- EXTRACTED INFORMATION
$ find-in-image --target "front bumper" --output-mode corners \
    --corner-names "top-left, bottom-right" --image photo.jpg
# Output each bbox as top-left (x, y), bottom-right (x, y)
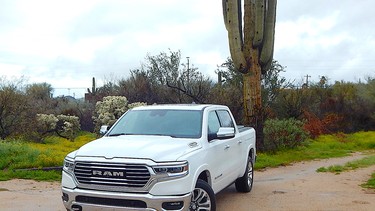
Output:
top-left (62, 187), bottom-right (192, 211)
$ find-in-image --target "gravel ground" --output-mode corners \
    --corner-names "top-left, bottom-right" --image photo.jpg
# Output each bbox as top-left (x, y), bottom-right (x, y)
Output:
top-left (0, 152), bottom-right (374, 211)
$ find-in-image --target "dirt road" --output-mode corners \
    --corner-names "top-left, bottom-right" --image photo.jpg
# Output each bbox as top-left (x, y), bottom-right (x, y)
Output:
top-left (1, 152), bottom-right (374, 211)
top-left (216, 152), bottom-right (375, 211)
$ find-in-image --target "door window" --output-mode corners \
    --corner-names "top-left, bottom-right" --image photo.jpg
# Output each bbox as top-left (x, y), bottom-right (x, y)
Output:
top-left (208, 111), bottom-right (220, 134)
top-left (216, 110), bottom-right (234, 128)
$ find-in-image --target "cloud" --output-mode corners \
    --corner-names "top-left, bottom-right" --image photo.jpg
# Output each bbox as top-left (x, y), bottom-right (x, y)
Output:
top-left (274, 0), bottom-right (375, 83)
top-left (1, 0), bottom-right (375, 98)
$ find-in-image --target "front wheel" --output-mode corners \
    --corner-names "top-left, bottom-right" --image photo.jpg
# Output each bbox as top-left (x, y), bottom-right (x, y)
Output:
top-left (190, 179), bottom-right (216, 211)
top-left (235, 156), bottom-right (254, 193)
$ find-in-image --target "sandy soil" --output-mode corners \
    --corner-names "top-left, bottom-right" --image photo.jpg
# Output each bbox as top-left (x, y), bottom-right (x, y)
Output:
top-left (0, 152), bottom-right (374, 211)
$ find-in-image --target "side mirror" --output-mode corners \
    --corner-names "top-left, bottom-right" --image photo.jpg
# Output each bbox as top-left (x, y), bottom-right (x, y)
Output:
top-left (100, 125), bottom-right (109, 135)
top-left (216, 127), bottom-right (235, 139)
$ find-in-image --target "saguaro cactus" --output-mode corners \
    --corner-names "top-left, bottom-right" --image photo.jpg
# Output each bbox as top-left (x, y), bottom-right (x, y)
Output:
top-left (85, 77), bottom-right (100, 103)
top-left (223, 0), bottom-right (276, 73)
top-left (223, 0), bottom-right (277, 126)
top-left (87, 77), bottom-right (98, 95)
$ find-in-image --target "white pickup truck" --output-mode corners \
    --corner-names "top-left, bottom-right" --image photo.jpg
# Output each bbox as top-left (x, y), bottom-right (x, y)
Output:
top-left (61, 104), bottom-right (256, 211)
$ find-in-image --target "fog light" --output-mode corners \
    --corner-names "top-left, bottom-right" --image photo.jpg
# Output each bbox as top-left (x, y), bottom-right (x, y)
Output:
top-left (71, 205), bottom-right (82, 211)
top-left (162, 201), bottom-right (184, 210)
top-left (62, 192), bottom-right (69, 202)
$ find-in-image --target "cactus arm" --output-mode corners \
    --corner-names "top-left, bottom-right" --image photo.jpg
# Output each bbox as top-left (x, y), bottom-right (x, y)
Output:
top-left (222, 0), bottom-right (228, 30)
top-left (92, 77), bottom-right (96, 94)
top-left (259, 0), bottom-right (277, 67)
top-left (261, 34), bottom-right (274, 74)
top-left (253, 0), bottom-right (265, 47)
top-left (242, 0), bottom-right (252, 44)
top-left (223, 0), bottom-right (248, 74)
top-left (87, 77), bottom-right (98, 95)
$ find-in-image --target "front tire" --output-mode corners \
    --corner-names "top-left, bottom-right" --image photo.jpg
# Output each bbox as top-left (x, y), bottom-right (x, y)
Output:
top-left (190, 179), bottom-right (216, 211)
top-left (235, 156), bottom-right (254, 192)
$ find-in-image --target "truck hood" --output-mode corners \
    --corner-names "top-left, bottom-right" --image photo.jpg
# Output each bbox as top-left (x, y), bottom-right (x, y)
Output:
top-left (73, 135), bottom-right (201, 162)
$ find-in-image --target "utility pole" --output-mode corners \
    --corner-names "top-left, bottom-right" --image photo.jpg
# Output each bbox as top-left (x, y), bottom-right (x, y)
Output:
top-left (186, 57), bottom-right (190, 70)
top-left (304, 74), bottom-right (311, 87)
top-left (186, 57), bottom-right (190, 86)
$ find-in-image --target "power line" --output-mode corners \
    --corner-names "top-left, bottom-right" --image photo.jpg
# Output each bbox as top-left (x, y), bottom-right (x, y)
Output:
top-left (54, 87), bottom-right (86, 89)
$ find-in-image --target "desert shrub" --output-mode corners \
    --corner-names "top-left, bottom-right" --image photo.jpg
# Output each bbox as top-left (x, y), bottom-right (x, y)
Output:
top-left (36, 114), bottom-right (59, 132)
top-left (93, 96), bottom-right (147, 132)
top-left (34, 114), bottom-right (80, 141)
top-left (56, 115), bottom-right (80, 140)
top-left (302, 111), bottom-right (344, 138)
top-left (264, 118), bottom-right (309, 152)
top-left (94, 96), bottom-right (128, 130)
top-left (0, 77), bottom-right (32, 139)
top-left (128, 102), bottom-right (147, 110)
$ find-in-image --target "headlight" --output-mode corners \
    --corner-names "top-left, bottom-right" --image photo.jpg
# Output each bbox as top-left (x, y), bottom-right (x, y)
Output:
top-left (152, 161), bottom-right (189, 180)
top-left (63, 157), bottom-right (75, 175)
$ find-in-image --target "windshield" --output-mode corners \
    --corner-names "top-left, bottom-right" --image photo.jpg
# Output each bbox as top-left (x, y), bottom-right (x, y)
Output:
top-left (108, 109), bottom-right (203, 138)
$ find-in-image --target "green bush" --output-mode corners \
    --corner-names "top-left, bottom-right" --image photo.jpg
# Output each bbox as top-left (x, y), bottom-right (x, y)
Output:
top-left (264, 118), bottom-right (309, 152)
top-left (0, 141), bottom-right (40, 170)
top-left (0, 133), bottom-right (96, 181)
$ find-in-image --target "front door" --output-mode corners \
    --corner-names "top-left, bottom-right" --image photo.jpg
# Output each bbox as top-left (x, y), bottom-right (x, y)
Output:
top-left (207, 110), bottom-right (238, 192)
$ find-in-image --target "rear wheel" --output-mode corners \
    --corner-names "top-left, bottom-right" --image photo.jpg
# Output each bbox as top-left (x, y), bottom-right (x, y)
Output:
top-left (190, 179), bottom-right (216, 211)
top-left (235, 156), bottom-right (254, 192)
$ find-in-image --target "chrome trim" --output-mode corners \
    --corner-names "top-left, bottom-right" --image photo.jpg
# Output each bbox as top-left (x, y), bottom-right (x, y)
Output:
top-left (73, 161), bottom-right (155, 193)
top-left (62, 187), bottom-right (191, 211)
top-left (71, 160), bottom-right (189, 193)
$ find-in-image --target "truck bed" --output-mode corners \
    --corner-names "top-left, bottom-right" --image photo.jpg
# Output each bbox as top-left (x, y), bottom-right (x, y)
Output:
top-left (237, 125), bottom-right (252, 133)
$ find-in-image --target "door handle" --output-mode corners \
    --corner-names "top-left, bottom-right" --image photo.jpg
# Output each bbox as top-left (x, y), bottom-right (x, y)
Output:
top-left (238, 140), bottom-right (243, 144)
top-left (224, 145), bottom-right (230, 150)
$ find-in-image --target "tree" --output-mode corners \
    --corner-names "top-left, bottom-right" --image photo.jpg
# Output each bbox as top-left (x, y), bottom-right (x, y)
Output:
top-left (0, 77), bottom-right (31, 139)
top-left (261, 60), bottom-right (291, 117)
top-left (100, 80), bottom-right (119, 97)
top-left (213, 58), bottom-right (244, 122)
top-left (222, 0), bottom-right (277, 150)
top-left (53, 97), bottom-right (95, 132)
top-left (26, 82), bottom-right (53, 100)
top-left (25, 82), bottom-right (54, 113)
top-left (217, 58), bottom-right (244, 87)
top-left (117, 69), bottom-right (157, 104)
top-left (273, 88), bottom-right (308, 119)
top-left (145, 50), bottom-right (212, 103)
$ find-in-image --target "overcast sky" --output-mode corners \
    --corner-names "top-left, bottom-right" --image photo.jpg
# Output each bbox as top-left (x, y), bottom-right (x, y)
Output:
top-left (1, 0), bottom-right (374, 98)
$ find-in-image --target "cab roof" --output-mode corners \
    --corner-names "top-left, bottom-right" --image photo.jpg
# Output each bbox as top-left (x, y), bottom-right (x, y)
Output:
top-left (131, 104), bottom-right (227, 111)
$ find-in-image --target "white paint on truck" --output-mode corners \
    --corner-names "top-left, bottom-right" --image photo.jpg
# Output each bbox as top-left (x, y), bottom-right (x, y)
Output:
top-left (61, 104), bottom-right (256, 211)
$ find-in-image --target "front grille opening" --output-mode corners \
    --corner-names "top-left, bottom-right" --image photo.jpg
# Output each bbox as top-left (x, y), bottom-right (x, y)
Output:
top-left (76, 195), bottom-right (147, 208)
top-left (74, 162), bottom-right (151, 189)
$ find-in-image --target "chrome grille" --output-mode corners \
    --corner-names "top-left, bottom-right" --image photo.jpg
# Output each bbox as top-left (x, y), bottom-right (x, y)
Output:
top-left (74, 162), bottom-right (151, 188)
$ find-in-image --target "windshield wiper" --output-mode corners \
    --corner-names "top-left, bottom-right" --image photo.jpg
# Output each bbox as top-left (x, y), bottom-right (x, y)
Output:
top-left (108, 133), bottom-right (137, 137)
top-left (108, 133), bottom-right (178, 138)
top-left (148, 134), bottom-right (178, 138)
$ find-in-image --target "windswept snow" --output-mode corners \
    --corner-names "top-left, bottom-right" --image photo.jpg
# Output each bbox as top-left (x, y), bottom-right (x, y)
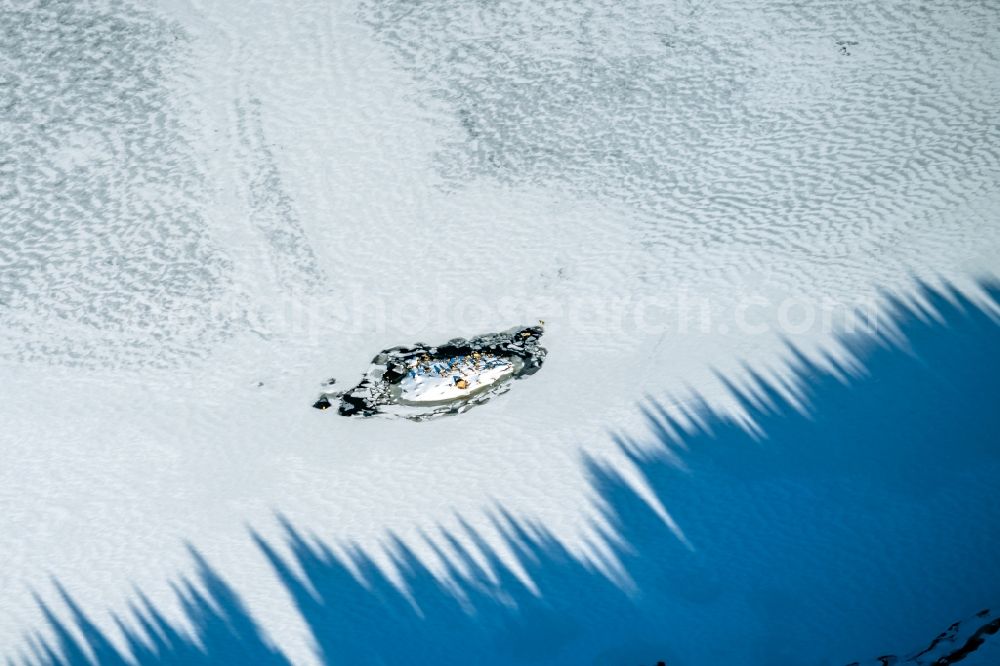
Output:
top-left (1, 0), bottom-right (999, 662)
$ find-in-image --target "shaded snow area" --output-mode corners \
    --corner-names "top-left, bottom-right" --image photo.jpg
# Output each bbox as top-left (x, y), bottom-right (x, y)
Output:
top-left (1, 0), bottom-right (999, 664)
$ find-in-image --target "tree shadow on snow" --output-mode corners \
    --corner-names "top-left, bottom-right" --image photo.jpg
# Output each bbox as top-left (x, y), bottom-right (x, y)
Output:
top-left (15, 279), bottom-right (1000, 666)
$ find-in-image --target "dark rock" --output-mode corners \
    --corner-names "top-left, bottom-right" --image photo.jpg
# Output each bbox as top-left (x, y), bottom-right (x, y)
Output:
top-left (313, 323), bottom-right (547, 421)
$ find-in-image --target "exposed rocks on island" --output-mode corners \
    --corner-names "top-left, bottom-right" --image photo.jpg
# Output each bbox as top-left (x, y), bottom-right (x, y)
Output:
top-left (846, 608), bottom-right (1000, 665)
top-left (313, 323), bottom-right (547, 421)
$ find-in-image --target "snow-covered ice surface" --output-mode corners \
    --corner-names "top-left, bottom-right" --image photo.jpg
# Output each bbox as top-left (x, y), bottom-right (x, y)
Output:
top-left (1, 0), bottom-right (999, 663)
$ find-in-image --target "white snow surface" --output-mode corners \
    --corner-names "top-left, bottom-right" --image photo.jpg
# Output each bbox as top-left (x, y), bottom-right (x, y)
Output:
top-left (1, 0), bottom-right (999, 662)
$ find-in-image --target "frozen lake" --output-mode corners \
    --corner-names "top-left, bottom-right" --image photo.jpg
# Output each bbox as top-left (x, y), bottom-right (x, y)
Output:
top-left (2, 0), bottom-right (999, 663)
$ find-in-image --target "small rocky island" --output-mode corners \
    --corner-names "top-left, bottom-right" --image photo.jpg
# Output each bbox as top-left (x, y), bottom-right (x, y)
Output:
top-left (314, 323), bottom-right (547, 421)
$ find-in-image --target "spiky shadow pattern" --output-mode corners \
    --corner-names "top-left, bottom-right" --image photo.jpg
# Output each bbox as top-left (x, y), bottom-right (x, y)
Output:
top-left (18, 549), bottom-right (288, 666)
top-left (14, 280), bottom-right (1000, 665)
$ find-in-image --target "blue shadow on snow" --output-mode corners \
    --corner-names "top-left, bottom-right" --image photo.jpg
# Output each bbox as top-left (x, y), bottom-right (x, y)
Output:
top-left (14, 279), bottom-right (1000, 666)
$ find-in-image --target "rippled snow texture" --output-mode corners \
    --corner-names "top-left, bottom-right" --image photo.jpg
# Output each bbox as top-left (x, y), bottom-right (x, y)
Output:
top-left (0, 1), bottom-right (235, 367)
top-left (356, 0), bottom-right (1000, 290)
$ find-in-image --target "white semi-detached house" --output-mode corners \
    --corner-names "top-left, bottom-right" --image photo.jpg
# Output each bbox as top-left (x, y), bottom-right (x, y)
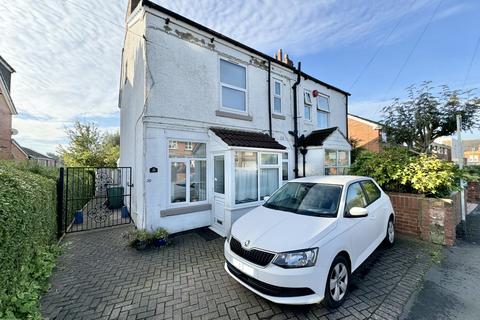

- EXERCISE DETAILS
Check the listing above for lines containing the string "shadow", and copy each one.

- ANSWER TO THIS EXERCISE
$ find-in-image --target "tree shadow on snow" --output-mode corners \
$ find-in-image --target "spiky shadow pattern" --output-mode corners \
$ find-in-image --target "blue shadow on snow" --output-mode corners \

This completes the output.